▶ _과제 안내_
아래 기록의 모든 줄을 요청 줄까지 포함해 다시 쓰되, 답에 적힌 좌표 값에만 2.4를 곱해 배율을 조정하고 정수로 반올림하세요(0.5는 올림). 요청 줄과 형식 예시의 숫자는 바꾸지 말고 그대로 두세요.

▶ _제공 정보_
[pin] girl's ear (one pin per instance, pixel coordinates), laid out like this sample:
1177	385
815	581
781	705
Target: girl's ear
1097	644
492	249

▶ _정답_
[pin] girl's ear (one pin per instance, pixel coordinates), laid out like this sample:
1177	385
815	581
781	705
Target: girl's ear
2633	1546
1181	598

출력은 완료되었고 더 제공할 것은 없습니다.